练习任务:
A: 下方的 WALT 调度器文档节选中有一段以“for_each_cpu(i, &cpus)”开头的循环代码。请把这段循环的处理步骤改写成条目清单，并保留其中的主要信息。
B: 下方的 WALT 调度器文档节选在代码中途中断。请从最后一行之后接着写完这部分内容。

文档节选:
--------------------------------------------------

Skip to main content
 首页 » 操作系统

Linux 调度器之walt的cpu_array和cluster组织

2022年07月19日198cloudgamer

1. sched_cluster 变量的初始化

static bool walt_clusters_parsed; 
__read_mostly cpumask_t **cpu_array; //指针数组 
 
void walt_update_cluster_topology(void) //walt.c 
{ 
    struct cpumask cpus = *cpu_possible_mask; 
    struct cpumask cluster_cpus; 
    struct walt_sched_cluster *cluster; 
    struct list_head new_head; 
    cpumask_t **tmp; 
    int i; 
 
    INIT_LIST_HEAD(&new_head); 
 
    for_each_cpu(i, &cpus) { //对于每一个possible的cpu 
        cpumask_clear(&cluster_cpus); //清空 cluster_cpus 结构备用 
        walt_get_possible_siblings(i, &cluster_cpus); //获取i的所有兄弟cpu并将其mask设置进cluster_cpus中 
        if (cpumask_empty(&cluster_cpus)) { 
            WARN(1, "WALT: Invalid cpu topology!!"); 
            cleanup_clusters(&new_head); 
            return; 
        } 
        cpumask_andnot(&cpus, &cpus, &cluster_cpus); //从cpus中清理掉已经解析出来的cpu 
        add_cluster(&cluster_cpus, &new_head); //new一个cluster结构出来,然后将其挂在new_head链表上 
    } 
 
    assign_cluster_ids(&new_head); //解析后的cluster  传递给sched_cluster[] 
    ... 
    /* Ensure cluster ids are visible to all CPUs before making cluster_head visible. */ 
    move_list(&cluster_head, &new_head, false); //cluster_head指向也指向cluster链表 
 
    for_each_sched_cluster(cluster) { 
        if (cpumask_weight(&cluster->cpus) == 1) 
            /* *arg1 = *arg2 | *arg3,asym_cap_sibling_cpus 的唯一赋值位置 */ 
            cpumask_or(&asym_cap_sibling_cpus, &asym_cap_sibling_cpus, &cluster->cpus); 
    } 
    /* 4+3+1 这里会清0,6+2 根本不会赋值,因此此成员恒为0 */ 
    if (cpumask_weight(&asym_cap_sibling_cpus) == 1)

--------------------------------------------------

条目摘录:
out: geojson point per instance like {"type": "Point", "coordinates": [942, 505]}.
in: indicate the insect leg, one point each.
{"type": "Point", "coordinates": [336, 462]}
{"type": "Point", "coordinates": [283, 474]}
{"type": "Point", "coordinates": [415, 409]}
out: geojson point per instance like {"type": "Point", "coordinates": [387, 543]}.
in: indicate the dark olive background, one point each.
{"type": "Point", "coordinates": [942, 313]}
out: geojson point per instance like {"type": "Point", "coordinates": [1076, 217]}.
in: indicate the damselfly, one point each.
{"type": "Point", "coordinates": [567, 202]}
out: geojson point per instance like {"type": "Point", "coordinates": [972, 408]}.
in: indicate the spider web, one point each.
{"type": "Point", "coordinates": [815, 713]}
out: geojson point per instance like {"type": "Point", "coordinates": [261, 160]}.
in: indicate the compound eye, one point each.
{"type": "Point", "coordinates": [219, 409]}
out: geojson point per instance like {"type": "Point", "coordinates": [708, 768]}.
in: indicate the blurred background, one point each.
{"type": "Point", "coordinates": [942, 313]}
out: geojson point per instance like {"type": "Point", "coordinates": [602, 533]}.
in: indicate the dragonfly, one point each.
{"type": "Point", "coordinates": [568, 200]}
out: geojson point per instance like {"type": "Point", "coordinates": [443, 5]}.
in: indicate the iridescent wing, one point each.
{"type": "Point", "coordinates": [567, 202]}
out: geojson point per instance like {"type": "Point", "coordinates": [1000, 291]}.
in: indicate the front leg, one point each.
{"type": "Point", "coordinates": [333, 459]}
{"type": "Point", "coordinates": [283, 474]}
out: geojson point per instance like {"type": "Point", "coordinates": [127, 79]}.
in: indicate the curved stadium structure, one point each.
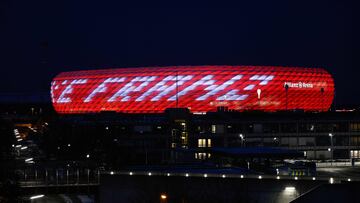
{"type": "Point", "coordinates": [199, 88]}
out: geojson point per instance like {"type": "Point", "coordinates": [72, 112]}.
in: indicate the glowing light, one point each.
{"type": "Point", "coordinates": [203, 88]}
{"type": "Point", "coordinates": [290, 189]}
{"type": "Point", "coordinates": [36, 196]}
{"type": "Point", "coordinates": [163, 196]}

--------------------------------------------------

参考答案:
A:
对每一个 possible 的 CPU i，依次执行以下步骤：
- 清空 cluster_cpus，留作后用；
- 调用 walt_get_possible_siblings，取得 i 的所有兄弟 CPU，并把它们的 mask 写入 cluster_cpus；
- 如果 cluster_cpus 为空，就发出警告“WALT: Invalid cpu topology!!”，再调用 cleanup_clusters 清理 new_head 链表，然后返回；
- 用 cpumask_andnot 从 cpus 中去掉已经解析出来的 CPU；
- 调用 add_cluster 新建一个 cluster 结构，并把它挂到 new_head 链表上。

B:
        cpumask_clear(&asym_cap_sibling_cpus); 
 
    /* 这里面对 cpu_array 结构进行的初始化 */ 
    tmp = build_cpu_array(); 
    if (!tmp) { 
        BUG_ON(1); 
        return; 
    } 
    /*就是 cpu_array = tmp; */ 
    smp_store_release(&cpu_array, tmp); /*WRITE_ONCE(*p, v);    */ 
    walt_clusters_parsed = true; 
}

调用路径:

init_cpu_capacity_notifier.notifier_call //每个cluster的cpufreq策略ok后都会调用 
    init_cpu_capacity_callback //arch_topology.c 只有所有cluster都调用后才只执行一次 
        walt_update_cluster_topology();

build_cpu_array 函数:

//这个函数对 cpu_array 二维数组进行初始化。 
static cpumask_t **build_cpu_array(void) 
{ 
    int i; 
    cpumask_t **tmp_array = init_cpu_array(); //分配一个数组指针 
 
    if (!tmp_array) 
        return NULL; 
 
    /*Construct cpu_array row by row*/ 
    for (i = 0; i < num_sched_clusters; i++) { 
        int j, k = 1; 
 
        /* Fill out first column with appropriate cpu arrays*/ 
        cpumask_copy(&tmp_array[i][0], &sched_cluster[i]->cpus); 
 
        /* 
         * k starts from column 1 because 0 is filled 
         * Fill clusters for the rest of the row, 
         * above i in ascending order 
         */ 
        for (j = i + 1; j < num_sched_clusters; j++) { 
            cpumask_copy(&tmp_array[i][k], &sched_cluster[j]->cpus); 
            k++; 
        } 
 
        /* 
         * k starts from where we left off above. 
         * Fill clusters below i in descending order.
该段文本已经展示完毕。